*Records to process*

□ □ □ □

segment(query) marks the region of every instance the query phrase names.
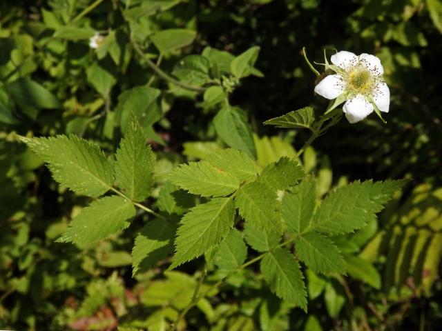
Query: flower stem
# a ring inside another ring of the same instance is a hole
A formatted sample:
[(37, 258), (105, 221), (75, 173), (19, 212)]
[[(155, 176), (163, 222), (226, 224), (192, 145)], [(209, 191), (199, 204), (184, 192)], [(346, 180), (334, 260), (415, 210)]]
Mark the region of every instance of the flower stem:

□ □ □ □

*What to do*
Copy the entries above word for word, line by line, leaving out the pictures.

*Answer below*
segment(query) marks the region of every instance the query phrase names.
Query: flower stem
# a ring inside another ring of the same instance is a hole
A formatted sample:
[(37, 258), (105, 221), (75, 173), (19, 212)]
[[(155, 176), (163, 222), (226, 224), (192, 145)], [(209, 191), (199, 204), (184, 192)], [(346, 180), (334, 260), (415, 210)]]
Mark the region of every instance of the flower stem:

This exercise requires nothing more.